In the book description below, what is the name of the young woman on the roof at the heart of the story?

PASSAGE ::

[Start of section]

Jump

Simone Lappert

German, Diogenes, Zürich, 2019

“Between the lines of heating wire on the rear windshield, she saw the roof. She saw Manu balancing on it, pulling roofing tiles away from their moorings and piling them up next to the chimney, her head a music note that bobbed up and down between the lines on the pane. Out of tune, thought Astrid.”

Nominated

A young woman stands on a roof throwing tiles. What is she doing up there? Does she intend to jump off? Will she leap or not leap? More and more people gather to gawp, to film her on their mobiles and to comment on what’s happening. Some are smug, some irritated, some sympathetic. Simone Lappert creates a tapestry of ten different perspectives on one and the same event, each displayed with passion and depth to the eyes of her spellbound readers.

At the heart of the story is Manu, the young woman on the roof. What is going on inside her head as she watches a curious crowd gather in the square below her? Is there a way back? Is there any escape except jumping off?

The situation drags on for hours. The police cordon off the building, the town centre descends into chaos, the authorities can’t cope. The identity of the young woman on the roof is unclear, and not even her boyfriend – who is there among the crowd – knows her last name. Meanwhile, Manu is battling with herself and the onlookers, moving right to the edge of the roof and then back again, furiously hurling objects and tiles. No one knows why she is up there. Could she be prevented from jumping, and if so, how? Maybe by the police officer with psychology training? Or will she leap just when he nips off to the loo? Chapter by chapter, the reader experiences the same event through the eyes of Manu’s boyfriend, her sister, a policeman, and seven other people. You suspect that all these people have something to do with the young woman. But what? What is clear is that nothing in their lives will be the same again: they all go off course, lose their footing – or topple into a freedom that they had never thought possible.

[End of section]

DATA UNDER STUDY ::
[Start of section]

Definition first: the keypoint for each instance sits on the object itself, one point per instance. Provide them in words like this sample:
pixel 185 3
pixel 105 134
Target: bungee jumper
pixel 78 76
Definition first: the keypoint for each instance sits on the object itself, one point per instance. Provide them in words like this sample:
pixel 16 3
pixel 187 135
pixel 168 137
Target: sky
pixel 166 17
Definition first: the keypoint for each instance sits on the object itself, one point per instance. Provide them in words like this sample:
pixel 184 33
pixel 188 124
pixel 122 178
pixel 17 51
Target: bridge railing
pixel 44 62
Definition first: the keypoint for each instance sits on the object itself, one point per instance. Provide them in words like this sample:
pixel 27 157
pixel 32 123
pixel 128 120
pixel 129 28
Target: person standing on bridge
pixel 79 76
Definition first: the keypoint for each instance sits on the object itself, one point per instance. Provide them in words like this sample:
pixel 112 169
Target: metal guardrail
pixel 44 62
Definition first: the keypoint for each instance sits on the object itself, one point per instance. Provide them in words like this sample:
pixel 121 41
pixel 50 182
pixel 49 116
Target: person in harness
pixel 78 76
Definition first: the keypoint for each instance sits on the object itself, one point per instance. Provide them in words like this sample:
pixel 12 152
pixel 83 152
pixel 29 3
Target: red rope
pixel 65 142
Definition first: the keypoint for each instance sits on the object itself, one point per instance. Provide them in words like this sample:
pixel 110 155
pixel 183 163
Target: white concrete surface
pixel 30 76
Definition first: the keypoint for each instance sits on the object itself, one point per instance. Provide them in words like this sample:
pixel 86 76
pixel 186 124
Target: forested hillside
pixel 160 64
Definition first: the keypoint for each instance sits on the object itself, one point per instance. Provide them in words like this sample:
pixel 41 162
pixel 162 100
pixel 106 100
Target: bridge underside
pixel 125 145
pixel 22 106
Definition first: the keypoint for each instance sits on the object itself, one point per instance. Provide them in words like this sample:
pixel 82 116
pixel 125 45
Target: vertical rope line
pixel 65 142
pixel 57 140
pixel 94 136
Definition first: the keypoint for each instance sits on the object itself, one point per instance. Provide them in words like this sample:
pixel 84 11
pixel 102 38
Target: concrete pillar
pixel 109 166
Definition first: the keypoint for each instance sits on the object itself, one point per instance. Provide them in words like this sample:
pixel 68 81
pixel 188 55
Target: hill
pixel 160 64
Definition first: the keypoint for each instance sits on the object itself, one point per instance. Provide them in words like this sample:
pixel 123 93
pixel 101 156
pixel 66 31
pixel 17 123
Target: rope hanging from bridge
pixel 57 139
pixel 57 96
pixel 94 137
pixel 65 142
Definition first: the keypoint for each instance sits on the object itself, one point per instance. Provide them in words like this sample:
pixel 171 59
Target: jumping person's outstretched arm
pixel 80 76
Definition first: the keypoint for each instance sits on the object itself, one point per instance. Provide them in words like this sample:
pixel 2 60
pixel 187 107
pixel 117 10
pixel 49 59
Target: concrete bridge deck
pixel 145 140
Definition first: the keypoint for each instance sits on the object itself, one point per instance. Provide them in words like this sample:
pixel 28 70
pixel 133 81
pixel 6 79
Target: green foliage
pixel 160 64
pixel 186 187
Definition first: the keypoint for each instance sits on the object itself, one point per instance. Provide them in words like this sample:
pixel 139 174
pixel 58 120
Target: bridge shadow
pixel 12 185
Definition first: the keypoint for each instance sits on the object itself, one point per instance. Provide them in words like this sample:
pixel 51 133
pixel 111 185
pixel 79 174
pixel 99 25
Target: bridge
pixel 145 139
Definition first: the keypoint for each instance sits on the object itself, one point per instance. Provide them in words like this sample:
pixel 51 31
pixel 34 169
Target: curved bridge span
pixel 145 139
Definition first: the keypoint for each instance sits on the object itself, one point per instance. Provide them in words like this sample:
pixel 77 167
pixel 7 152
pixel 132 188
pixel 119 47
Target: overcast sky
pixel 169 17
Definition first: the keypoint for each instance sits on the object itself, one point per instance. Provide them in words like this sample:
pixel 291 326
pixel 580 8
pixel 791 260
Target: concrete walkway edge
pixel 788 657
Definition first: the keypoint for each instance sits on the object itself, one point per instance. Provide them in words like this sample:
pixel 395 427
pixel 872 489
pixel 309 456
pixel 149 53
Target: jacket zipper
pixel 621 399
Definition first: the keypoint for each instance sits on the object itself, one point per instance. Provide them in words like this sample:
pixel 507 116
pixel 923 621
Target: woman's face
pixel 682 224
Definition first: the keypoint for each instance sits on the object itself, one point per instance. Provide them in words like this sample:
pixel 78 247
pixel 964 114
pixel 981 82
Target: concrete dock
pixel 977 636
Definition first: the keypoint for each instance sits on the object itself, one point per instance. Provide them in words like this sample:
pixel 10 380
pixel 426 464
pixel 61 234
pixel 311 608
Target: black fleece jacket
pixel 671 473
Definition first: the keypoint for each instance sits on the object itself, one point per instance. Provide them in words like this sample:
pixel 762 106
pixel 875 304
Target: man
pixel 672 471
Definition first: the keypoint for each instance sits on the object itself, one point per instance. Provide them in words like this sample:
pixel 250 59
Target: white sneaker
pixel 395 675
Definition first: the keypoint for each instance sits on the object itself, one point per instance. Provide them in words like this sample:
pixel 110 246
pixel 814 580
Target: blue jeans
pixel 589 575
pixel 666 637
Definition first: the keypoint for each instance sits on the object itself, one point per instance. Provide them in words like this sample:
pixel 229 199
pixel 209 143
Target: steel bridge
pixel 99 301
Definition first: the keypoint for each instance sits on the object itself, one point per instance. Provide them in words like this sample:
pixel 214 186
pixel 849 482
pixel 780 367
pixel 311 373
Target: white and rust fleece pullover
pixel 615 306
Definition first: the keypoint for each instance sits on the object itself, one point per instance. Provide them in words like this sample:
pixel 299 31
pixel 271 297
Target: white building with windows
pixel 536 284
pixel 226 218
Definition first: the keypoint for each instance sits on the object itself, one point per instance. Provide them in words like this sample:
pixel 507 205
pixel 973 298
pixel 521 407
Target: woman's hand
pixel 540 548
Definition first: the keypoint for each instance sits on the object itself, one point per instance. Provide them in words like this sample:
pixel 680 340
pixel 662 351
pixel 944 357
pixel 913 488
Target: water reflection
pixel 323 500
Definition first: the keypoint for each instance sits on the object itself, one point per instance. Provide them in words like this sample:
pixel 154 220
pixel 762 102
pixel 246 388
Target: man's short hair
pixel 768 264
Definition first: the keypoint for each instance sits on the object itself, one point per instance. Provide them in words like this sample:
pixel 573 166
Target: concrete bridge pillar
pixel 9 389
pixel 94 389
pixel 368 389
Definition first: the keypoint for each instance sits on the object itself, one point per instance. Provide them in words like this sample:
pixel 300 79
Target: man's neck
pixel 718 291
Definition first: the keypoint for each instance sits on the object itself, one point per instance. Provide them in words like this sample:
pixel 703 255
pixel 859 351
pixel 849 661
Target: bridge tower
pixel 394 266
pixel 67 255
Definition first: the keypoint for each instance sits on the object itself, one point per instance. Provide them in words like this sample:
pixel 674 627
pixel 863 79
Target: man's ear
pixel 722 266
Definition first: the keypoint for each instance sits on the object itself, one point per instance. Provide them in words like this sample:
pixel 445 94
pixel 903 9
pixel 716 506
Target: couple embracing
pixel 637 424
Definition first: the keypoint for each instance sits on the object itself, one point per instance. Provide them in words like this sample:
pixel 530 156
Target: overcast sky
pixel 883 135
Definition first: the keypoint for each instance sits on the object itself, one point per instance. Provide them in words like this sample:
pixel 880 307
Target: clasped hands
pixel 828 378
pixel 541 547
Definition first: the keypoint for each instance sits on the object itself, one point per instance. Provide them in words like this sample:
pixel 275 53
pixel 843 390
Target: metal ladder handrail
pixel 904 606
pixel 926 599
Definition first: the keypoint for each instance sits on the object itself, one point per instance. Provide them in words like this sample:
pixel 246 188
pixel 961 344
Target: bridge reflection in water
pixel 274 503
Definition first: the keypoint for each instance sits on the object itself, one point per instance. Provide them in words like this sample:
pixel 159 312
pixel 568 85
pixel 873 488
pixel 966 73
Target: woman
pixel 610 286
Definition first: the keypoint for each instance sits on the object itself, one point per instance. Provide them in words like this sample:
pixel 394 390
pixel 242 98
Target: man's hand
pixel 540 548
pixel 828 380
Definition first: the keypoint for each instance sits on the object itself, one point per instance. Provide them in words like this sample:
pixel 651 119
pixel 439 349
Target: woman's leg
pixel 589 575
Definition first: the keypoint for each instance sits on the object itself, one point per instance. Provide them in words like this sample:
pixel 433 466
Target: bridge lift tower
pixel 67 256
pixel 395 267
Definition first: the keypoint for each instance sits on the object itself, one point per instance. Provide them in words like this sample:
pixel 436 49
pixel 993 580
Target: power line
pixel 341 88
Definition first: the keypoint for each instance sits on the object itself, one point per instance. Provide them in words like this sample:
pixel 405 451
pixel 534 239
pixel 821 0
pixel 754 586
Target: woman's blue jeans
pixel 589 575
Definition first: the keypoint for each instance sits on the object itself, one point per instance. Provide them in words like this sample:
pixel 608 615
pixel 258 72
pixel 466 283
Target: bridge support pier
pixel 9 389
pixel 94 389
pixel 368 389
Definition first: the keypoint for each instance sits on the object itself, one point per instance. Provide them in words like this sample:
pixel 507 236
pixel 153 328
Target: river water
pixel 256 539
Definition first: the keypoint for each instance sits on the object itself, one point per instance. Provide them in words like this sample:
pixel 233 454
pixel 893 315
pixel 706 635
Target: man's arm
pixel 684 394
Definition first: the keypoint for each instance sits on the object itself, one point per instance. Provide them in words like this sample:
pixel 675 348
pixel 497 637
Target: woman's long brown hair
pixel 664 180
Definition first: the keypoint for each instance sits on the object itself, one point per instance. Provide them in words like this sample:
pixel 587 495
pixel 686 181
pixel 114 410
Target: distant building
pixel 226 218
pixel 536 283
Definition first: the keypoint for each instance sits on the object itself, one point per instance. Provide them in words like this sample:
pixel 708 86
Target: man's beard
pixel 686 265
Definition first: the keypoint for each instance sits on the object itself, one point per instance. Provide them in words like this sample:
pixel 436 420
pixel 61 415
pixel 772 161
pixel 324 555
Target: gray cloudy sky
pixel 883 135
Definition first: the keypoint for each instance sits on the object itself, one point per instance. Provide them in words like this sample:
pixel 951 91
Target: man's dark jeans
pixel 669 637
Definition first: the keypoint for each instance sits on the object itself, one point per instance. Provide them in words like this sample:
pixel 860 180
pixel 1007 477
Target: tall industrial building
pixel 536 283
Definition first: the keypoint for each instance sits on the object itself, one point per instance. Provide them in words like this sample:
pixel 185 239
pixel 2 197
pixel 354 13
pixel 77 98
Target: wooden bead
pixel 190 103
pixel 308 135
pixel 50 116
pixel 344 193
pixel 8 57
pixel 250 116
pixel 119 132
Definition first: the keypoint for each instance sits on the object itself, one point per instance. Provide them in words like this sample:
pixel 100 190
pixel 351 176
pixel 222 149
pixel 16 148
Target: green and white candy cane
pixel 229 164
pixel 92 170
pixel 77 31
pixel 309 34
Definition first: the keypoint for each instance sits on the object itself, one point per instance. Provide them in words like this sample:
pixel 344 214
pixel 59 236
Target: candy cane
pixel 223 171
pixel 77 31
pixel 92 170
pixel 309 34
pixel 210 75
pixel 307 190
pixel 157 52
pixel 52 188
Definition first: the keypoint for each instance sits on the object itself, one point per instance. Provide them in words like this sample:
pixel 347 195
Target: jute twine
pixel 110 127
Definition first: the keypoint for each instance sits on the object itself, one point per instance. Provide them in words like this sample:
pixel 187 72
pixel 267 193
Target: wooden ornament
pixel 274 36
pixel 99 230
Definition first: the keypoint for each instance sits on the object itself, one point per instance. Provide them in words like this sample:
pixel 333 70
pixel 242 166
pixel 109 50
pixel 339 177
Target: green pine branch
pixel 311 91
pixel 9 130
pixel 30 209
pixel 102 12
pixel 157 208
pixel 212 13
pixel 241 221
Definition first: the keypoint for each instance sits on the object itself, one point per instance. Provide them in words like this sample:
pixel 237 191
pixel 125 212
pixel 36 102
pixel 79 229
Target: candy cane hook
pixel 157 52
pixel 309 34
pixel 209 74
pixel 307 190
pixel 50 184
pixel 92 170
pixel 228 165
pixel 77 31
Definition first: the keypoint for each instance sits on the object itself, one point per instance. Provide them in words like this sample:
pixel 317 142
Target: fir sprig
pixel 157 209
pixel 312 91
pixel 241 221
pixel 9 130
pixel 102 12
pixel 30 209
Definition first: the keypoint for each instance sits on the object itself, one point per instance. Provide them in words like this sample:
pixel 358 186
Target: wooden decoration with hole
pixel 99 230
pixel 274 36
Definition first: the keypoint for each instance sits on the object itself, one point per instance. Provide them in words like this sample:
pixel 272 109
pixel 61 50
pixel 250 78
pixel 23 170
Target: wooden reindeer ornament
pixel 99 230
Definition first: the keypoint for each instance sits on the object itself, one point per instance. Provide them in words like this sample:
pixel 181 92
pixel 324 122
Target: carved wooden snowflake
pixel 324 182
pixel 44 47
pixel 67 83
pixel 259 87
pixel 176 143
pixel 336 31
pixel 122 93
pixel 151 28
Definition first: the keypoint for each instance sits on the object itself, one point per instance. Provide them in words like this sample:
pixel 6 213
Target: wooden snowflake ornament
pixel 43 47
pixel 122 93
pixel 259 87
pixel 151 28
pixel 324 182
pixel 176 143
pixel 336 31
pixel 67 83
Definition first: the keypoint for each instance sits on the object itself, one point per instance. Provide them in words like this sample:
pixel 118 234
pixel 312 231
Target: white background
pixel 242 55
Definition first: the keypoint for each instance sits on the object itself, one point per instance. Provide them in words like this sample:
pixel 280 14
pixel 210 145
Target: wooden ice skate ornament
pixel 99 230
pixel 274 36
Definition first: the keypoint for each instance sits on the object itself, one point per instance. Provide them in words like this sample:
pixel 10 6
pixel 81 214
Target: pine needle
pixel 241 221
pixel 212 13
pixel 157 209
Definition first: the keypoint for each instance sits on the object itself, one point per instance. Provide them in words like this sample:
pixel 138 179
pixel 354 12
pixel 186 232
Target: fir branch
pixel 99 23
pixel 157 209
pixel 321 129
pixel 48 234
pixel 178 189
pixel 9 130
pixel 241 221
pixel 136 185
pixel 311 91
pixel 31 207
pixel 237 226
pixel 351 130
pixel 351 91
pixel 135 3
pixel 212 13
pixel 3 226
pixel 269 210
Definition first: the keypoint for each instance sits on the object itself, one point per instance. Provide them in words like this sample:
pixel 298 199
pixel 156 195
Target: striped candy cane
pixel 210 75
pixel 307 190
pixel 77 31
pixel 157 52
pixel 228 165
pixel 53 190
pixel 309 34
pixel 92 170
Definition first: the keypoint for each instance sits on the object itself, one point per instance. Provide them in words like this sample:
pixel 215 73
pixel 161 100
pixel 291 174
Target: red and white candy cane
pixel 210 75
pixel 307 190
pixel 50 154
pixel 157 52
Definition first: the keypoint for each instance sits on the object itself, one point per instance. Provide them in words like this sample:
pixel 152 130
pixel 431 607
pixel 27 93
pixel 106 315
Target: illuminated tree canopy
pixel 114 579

[End of section]

RESULT BELOW ::
Manu